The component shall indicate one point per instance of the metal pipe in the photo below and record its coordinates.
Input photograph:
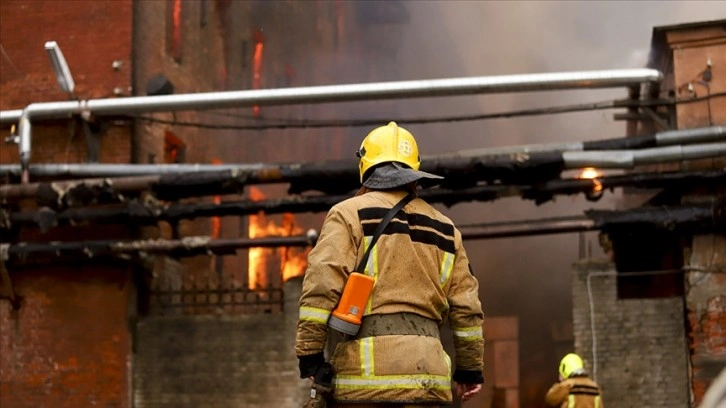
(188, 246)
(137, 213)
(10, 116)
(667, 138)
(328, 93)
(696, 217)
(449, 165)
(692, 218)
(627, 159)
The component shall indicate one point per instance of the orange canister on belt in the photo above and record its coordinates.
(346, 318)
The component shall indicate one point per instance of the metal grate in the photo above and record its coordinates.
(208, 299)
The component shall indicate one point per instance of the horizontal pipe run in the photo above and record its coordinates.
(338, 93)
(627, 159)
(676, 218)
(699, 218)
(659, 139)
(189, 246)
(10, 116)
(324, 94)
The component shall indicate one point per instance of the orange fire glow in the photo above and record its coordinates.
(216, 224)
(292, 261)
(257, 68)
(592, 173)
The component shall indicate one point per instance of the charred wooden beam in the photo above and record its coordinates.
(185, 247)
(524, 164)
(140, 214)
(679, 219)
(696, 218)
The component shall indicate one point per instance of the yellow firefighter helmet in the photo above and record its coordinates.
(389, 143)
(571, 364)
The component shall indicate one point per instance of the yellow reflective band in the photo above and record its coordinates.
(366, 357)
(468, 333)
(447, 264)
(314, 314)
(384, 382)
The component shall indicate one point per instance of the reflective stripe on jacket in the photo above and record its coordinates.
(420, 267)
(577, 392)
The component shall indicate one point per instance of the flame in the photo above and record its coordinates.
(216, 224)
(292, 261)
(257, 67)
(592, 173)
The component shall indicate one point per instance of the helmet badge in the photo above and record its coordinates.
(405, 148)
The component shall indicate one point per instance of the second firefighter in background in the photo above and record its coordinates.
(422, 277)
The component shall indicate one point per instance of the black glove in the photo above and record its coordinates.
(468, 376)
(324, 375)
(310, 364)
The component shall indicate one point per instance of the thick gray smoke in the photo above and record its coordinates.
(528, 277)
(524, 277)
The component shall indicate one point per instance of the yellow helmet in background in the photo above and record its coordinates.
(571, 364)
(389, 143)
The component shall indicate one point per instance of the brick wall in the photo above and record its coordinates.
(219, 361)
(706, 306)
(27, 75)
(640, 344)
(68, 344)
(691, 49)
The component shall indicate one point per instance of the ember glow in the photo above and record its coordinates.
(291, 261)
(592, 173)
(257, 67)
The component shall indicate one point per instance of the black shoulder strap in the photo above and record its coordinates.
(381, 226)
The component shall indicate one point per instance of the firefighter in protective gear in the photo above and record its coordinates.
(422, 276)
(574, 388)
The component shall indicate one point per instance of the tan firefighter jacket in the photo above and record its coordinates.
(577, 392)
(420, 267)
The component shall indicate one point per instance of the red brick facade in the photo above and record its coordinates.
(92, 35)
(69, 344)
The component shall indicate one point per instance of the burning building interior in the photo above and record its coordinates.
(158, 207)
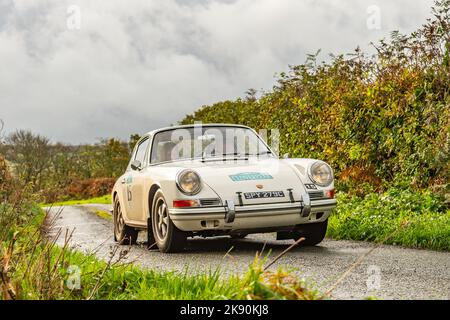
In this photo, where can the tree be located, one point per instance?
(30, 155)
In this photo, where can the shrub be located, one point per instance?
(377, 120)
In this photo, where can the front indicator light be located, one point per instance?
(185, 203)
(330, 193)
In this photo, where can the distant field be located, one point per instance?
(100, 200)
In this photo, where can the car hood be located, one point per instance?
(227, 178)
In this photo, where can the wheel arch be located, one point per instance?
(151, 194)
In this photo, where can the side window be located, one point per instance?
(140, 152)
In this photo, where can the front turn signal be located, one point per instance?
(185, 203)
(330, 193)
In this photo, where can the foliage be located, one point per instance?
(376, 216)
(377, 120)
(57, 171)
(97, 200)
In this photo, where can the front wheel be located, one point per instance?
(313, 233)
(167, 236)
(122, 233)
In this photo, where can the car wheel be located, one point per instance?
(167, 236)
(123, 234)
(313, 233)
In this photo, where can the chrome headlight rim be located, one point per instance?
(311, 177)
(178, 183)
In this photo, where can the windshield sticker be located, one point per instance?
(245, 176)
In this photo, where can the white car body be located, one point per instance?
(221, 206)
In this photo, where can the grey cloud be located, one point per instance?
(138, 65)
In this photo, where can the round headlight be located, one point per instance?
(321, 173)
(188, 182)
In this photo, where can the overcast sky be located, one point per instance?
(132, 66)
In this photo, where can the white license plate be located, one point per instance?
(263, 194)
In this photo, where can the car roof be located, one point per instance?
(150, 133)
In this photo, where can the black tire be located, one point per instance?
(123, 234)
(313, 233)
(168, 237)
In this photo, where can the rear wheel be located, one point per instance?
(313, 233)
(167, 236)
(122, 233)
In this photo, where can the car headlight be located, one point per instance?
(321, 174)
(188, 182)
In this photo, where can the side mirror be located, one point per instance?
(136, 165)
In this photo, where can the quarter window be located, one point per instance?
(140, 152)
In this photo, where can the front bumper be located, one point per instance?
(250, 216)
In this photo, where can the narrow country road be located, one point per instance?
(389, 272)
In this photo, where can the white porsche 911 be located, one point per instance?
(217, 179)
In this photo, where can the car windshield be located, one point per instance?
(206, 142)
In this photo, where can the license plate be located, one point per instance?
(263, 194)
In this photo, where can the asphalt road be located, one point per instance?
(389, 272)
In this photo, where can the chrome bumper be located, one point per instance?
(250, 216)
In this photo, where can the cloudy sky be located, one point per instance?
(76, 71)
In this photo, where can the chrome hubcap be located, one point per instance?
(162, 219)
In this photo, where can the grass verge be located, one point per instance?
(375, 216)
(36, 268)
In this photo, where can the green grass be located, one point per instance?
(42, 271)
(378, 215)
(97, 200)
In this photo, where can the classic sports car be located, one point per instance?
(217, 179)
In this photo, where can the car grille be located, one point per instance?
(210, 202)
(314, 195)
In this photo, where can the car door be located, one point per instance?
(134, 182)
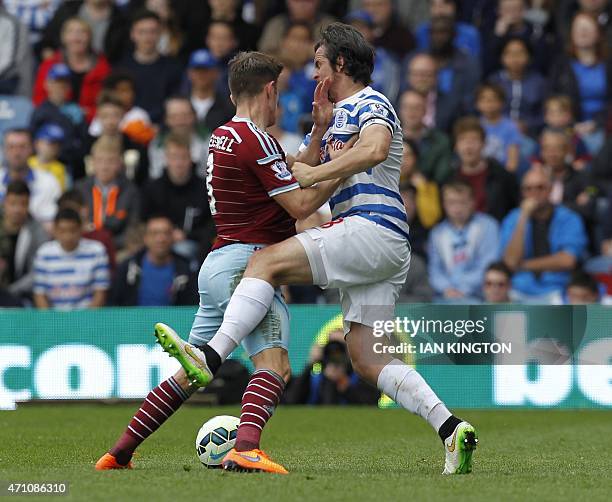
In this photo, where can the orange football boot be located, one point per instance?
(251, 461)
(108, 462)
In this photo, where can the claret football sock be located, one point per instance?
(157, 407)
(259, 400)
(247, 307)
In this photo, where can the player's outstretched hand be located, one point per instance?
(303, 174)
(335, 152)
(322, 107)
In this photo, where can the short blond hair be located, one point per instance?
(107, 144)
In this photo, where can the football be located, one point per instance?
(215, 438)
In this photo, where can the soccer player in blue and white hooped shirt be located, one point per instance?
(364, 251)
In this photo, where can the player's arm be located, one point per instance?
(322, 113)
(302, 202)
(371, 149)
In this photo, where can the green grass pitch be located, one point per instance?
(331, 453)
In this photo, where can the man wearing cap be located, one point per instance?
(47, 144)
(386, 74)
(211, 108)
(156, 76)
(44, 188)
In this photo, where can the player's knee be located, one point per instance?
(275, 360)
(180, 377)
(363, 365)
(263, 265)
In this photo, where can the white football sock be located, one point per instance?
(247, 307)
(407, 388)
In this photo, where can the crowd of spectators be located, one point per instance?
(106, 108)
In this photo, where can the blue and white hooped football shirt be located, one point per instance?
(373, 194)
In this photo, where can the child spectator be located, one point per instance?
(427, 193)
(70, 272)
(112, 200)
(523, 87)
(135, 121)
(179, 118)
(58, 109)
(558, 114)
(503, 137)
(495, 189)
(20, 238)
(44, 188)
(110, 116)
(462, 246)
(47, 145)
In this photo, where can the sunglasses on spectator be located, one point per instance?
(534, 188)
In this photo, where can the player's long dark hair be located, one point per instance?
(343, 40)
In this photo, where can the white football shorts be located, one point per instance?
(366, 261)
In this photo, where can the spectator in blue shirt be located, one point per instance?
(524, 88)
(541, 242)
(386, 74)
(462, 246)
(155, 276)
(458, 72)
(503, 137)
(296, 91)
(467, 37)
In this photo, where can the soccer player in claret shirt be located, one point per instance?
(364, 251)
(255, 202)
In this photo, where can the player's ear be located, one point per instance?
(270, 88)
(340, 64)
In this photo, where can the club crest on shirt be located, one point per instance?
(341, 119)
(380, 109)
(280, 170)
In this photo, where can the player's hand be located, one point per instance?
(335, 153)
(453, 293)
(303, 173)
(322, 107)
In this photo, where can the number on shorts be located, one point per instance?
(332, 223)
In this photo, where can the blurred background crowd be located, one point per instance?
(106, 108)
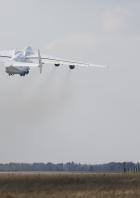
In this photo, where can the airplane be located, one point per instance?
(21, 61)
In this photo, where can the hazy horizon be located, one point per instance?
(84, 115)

══════

PROBLEM TO SOLVE:
A word-for-word copy of the lines from the one with "In this photo, where can the soccer player in claret" through the last line of the data above is required, with both end lines included and no pictures.

ANSWER TO THIS TASK:
In this photo, where can the soccer player in claret shirt be located, one point per instance?
(364, 251)
(255, 202)
In this photo, where can the player's ear be located, one point per instance?
(270, 88)
(340, 64)
In this photo, where can the club crest on shirt be located, one point per instance?
(341, 119)
(380, 109)
(280, 170)
In this photo, where can the player's hand be located, one point per instance?
(335, 153)
(453, 293)
(303, 173)
(322, 107)
In this photo, where can the number on shorts be located, one point per instance?
(332, 223)
In this photo, where can the blurred background crowd be located, one point per instance?
(106, 108)
In this photo, where can the airplane be located, one point per instance?
(21, 61)
In this photo, where can the hazy horizon be located, one point per instance?
(84, 115)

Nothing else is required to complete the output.